» **What is required**: Return every entry exactly.

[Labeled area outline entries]
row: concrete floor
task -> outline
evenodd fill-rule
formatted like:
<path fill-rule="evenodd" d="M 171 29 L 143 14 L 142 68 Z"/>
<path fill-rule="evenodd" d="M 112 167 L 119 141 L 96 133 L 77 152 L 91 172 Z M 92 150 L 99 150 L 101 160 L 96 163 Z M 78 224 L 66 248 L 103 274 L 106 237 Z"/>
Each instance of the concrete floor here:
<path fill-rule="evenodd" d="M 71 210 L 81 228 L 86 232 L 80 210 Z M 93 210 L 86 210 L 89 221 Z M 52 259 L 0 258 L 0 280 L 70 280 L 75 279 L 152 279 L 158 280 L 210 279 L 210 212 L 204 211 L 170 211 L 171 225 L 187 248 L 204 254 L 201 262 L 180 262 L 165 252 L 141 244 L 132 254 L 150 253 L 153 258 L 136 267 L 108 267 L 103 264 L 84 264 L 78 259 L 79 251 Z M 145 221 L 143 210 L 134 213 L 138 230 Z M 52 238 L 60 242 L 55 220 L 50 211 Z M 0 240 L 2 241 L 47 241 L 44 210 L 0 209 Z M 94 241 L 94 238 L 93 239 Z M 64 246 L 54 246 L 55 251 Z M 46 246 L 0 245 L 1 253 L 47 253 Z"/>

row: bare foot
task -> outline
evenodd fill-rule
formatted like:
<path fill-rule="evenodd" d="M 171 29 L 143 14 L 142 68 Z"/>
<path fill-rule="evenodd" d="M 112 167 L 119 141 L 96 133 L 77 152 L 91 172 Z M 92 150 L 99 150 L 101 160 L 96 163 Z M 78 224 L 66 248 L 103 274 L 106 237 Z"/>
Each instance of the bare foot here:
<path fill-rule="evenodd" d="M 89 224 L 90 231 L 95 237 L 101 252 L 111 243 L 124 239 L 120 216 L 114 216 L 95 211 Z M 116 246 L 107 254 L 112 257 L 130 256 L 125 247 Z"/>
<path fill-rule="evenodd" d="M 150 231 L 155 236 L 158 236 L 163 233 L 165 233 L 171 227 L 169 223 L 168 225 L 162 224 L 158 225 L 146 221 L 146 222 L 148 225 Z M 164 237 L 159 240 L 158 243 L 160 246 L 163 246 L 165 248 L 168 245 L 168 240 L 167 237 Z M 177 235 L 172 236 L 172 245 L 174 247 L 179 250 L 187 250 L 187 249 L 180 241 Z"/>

» **Exercise result**:
row: concrete floor
task -> outline
evenodd fill-rule
formatted like:
<path fill-rule="evenodd" d="M 171 29 L 143 14 L 142 68 Z"/>
<path fill-rule="evenodd" d="M 112 167 L 119 141 L 96 133 L 77 152 L 91 172 Z M 92 150 L 99 150 L 101 160 L 96 163 Z M 78 224 L 66 248 L 103 274 L 106 237 Z"/>
Each instance of the concrete floor here:
<path fill-rule="evenodd" d="M 71 210 L 81 228 L 86 232 L 80 210 Z M 93 210 L 86 210 L 89 221 Z M 52 259 L 0 258 L 0 280 L 70 280 L 75 279 L 152 279 L 158 280 L 210 279 L 210 212 L 204 211 L 170 211 L 171 225 L 187 248 L 204 254 L 201 262 L 180 262 L 165 252 L 141 244 L 132 254 L 150 253 L 153 258 L 136 267 L 108 267 L 103 264 L 84 264 L 78 259 L 79 251 Z M 145 221 L 143 210 L 134 213 L 138 230 Z M 52 238 L 60 242 L 55 220 L 50 211 Z M 0 240 L 2 241 L 47 241 L 44 210 L 0 209 Z M 94 241 L 94 238 L 93 239 Z M 64 246 L 54 246 L 55 251 Z M 46 246 L 0 245 L 1 253 L 47 253 Z"/>

row: bare foot
task -> outline
evenodd fill-rule
formatted like:
<path fill-rule="evenodd" d="M 171 29 L 143 14 L 142 68 Z"/>
<path fill-rule="evenodd" d="M 112 167 L 119 141 L 96 133 L 77 152 L 91 172 Z M 92 150 L 99 150 L 101 160 L 96 163 Z M 78 224 L 66 248 L 103 274 L 106 237 Z"/>
Each instance of the bare foot here:
<path fill-rule="evenodd" d="M 89 224 L 90 231 L 95 237 L 101 252 L 111 243 L 124 239 L 120 216 L 114 216 L 95 211 Z M 116 246 L 107 254 L 112 257 L 130 256 L 125 247 Z"/>
<path fill-rule="evenodd" d="M 150 231 L 155 236 L 158 236 L 163 233 L 165 233 L 171 227 L 169 223 L 168 225 L 162 224 L 158 225 L 146 221 L 146 222 L 148 225 Z M 164 237 L 159 240 L 158 243 L 160 246 L 163 246 L 165 248 L 168 245 L 168 240 L 167 237 Z M 177 235 L 172 236 L 172 245 L 174 247 L 179 250 L 187 250 L 187 249 L 180 241 Z"/>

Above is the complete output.